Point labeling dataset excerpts
---+---

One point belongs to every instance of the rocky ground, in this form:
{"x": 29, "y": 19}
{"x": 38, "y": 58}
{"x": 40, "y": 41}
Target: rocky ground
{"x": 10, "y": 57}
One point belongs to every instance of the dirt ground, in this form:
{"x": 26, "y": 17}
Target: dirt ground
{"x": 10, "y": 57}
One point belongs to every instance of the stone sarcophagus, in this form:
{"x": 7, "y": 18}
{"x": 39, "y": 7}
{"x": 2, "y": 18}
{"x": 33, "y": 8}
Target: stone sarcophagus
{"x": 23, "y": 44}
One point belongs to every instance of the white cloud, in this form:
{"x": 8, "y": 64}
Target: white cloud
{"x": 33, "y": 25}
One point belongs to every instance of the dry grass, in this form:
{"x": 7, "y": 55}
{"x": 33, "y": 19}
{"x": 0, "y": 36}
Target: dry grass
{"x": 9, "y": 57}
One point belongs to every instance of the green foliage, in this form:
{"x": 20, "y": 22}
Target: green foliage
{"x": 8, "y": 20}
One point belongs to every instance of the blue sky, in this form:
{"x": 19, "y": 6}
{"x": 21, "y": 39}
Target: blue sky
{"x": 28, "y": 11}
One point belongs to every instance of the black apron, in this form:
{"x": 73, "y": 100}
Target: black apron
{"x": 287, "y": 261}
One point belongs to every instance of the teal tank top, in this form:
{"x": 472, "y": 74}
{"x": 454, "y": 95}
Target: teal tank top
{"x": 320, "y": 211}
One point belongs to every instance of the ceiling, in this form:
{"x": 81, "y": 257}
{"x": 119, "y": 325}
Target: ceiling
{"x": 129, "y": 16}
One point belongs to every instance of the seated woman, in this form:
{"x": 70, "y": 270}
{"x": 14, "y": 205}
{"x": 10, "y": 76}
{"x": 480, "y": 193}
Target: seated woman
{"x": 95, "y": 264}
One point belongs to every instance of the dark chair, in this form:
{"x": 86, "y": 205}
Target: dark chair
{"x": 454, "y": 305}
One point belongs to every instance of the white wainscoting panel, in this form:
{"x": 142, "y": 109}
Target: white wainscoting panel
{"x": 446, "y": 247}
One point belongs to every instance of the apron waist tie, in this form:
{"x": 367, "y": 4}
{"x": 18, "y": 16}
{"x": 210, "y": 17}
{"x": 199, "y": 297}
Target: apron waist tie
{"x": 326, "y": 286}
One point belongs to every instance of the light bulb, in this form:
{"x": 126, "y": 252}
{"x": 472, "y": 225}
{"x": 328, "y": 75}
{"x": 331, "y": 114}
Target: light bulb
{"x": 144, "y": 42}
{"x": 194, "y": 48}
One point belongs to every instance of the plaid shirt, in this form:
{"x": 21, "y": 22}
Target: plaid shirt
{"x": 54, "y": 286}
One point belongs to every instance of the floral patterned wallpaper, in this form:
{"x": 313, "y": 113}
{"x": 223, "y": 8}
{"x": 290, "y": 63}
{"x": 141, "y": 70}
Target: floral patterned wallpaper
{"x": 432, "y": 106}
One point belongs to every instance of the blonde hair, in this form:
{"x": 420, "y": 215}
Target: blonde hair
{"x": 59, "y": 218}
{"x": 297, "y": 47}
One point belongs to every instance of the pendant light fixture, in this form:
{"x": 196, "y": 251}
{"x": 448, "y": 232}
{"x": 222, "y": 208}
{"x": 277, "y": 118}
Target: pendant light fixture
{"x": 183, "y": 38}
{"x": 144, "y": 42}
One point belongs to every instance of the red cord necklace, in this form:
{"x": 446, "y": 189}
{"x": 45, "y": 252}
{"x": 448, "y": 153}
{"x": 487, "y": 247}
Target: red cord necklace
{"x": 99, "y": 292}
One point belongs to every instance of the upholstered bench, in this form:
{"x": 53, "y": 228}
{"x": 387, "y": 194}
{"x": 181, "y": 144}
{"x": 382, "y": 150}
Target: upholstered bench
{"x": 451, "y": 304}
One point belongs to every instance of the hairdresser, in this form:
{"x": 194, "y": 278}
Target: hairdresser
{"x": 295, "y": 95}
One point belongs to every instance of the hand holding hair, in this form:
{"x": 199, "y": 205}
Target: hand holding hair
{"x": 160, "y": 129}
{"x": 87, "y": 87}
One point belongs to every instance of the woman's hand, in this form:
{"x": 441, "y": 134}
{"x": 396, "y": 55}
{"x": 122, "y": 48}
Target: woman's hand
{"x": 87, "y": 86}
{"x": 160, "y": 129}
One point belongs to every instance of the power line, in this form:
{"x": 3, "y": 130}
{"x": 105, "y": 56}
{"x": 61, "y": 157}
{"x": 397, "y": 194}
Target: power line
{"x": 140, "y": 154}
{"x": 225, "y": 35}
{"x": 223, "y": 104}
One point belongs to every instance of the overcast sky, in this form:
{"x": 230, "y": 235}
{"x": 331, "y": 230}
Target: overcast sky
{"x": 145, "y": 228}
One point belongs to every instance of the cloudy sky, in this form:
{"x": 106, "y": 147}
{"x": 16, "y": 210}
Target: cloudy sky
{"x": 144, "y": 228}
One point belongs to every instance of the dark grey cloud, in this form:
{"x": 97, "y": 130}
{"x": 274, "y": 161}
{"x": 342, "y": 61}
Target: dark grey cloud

---+---

= Your instructions =
Would you reproduce the material above in full, exactly as given?

= Reply to the exercise =
One point belongs to every instance of the rocky ground, in this form:
{"x": 29, "y": 19}
{"x": 38, "y": 58}
{"x": 40, "y": 41}
Target: rocky ground
{"x": 10, "y": 57}
One point belongs to every instance of the dirt ground, in this form:
{"x": 26, "y": 17}
Target: dirt ground
{"x": 10, "y": 57}
One point belongs to every instance of the stone sarcophagus, in this form:
{"x": 7, "y": 18}
{"x": 39, "y": 7}
{"x": 2, "y": 18}
{"x": 33, "y": 8}
Target: stone sarcophagus
{"x": 23, "y": 44}
One point belongs to every instance of the white cloud, in this form:
{"x": 8, "y": 64}
Target: white cloud
{"x": 33, "y": 25}
One point belongs to every instance of the dry grass, in this form:
{"x": 7, "y": 55}
{"x": 33, "y": 19}
{"x": 0, "y": 36}
Target: dry grass
{"x": 9, "y": 57}
One point belongs to every instance of the green foliage, in this form:
{"x": 20, "y": 22}
Target: green foliage
{"x": 8, "y": 20}
One point belongs to every instance of the blue sky, in this form:
{"x": 19, "y": 6}
{"x": 21, "y": 39}
Target: blue sky
{"x": 28, "y": 11}
One point belongs to every instance of the black apron, in this form:
{"x": 73, "y": 100}
Target: black apron
{"x": 287, "y": 261}
One point belongs to every instance of the teal tank top, in this form:
{"x": 472, "y": 74}
{"x": 454, "y": 95}
Target: teal tank top
{"x": 320, "y": 211}
One point belongs to every instance of the ceiling, in this form:
{"x": 81, "y": 257}
{"x": 119, "y": 325}
Target: ceiling
{"x": 129, "y": 16}
One point belongs to every instance of the seated woman, in this form:
{"x": 70, "y": 270}
{"x": 14, "y": 205}
{"x": 10, "y": 76}
{"x": 480, "y": 193}
Target: seated woman
{"x": 95, "y": 264}
One point belongs to every instance of the dark chair, in this form:
{"x": 86, "y": 205}
Target: dark chair
{"x": 454, "y": 305}
One point belongs to every instance of the white wainscoting panel, in this form:
{"x": 142, "y": 109}
Target: white wainscoting panel
{"x": 446, "y": 247}
One point belongs to every instance of the apron waist tie, in this form:
{"x": 367, "y": 4}
{"x": 18, "y": 16}
{"x": 210, "y": 17}
{"x": 199, "y": 297}
Target: apron waist tie
{"x": 326, "y": 286}
One point belongs to every instance of the light bulb, in this form:
{"x": 126, "y": 252}
{"x": 472, "y": 225}
{"x": 328, "y": 75}
{"x": 331, "y": 114}
Target: light bulb
{"x": 144, "y": 42}
{"x": 194, "y": 48}
One point belongs to every instance of the plaid shirt, in this form:
{"x": 21, "y": 22}
Target: plaid shirt
{"x": 54, "y": 286}
One point belongs to every instance of the floral patterned wallpaper, in this form:
{"x": 313, "y": 113}
{"x": 223, "y": 8}
{"x": 290, "y": 63}
{"x": 141, "y": 70}
Target: floral patterned wallpaper
{"x": 432, "y": 106}
One point belongs to every instance of the blonde hair, in this form:
{"x": 420, "y": 215}
Target: blonde hair
{"x": 59, "y": 218}
{"x": 297, "y": 47}
One point belongs to every instance of the pendant light fixture, in this form:
{"x": 196, "y": 251}
{"x": 448, "y": 232}
{"x": 222, "y": 208}
{"x": 277, "y": 118}
Target: pendant light fixture
{"x": 183, "y": 38}
{"x": 144, "y": 42}
One point belongs to every instance of the red cord necklace, in this form:
{"x": 446, "y": 189}
{"x": 45, "y": 252}
{"x": 448, "y": 153}
{"x": 487, "y": 247}
Target: red cord necklace
{"x": 99, "y": 292}
One point belongs to every instance of the upholstered bench, in this form:
{"x": 53, "y": 228}
{"x": 387, "y": 194}
{"x": 181, "y": 144}
{"x": 382, "y": 150}
Target: upholstered bench
{"x": 451, "y": 304}
One point belongs to every instance of the hairdresser, in this form:
{"x": 194, "y": 278}
Target: hairdresser
{"x": 295, "y": 95}
One point belongs to every instance of the hand holding hair, in this form:
{"x": 199, "y": 205}
Target: hand holding hair
{"x": 160, "y": 129}
{"x": 87, "y": 87}
One point belongs to every instance of the woman's hand, in this form:
{"x": 441, "y": 134}
{"x": 396, "y": 55}
{"x": 122, "y": 48}
Target: woman's hand
{"x": 87, "y": 86}
{"x": 160, "y": 129}
One point belongs to every instance of the power line, in this form:
{"x": 3, "y": 130}
{"x": 105, "y": 56}
{"x": 61, "y": 157}
{"x": 397, "y": 194}
Target: power line
{"x": 140, "y": 154}
{"x": 225, "y": 35}
{"x": 223, "y": 104}
One point belongs to every instance of the overcast sky, in this form:
{"x": 230, "y": 235}
{"x": 331, "y": 230}
Target: overcast sky
{"x": 145, "y": 228}
One point belongs to every instance of the cloudy sky, in this form:
{"x": 106, "y": 147}
{"x": 16, "y": 210}
Target: cloudy sky
{"x": 144, "y": 228}
One point belongs to every instance of the dark grey cloud, in this form:
{"x": 97, "y": 130}
{"x": 274, "y": 161}
{"x": 342, "y": 61}
Target: dark grey cloud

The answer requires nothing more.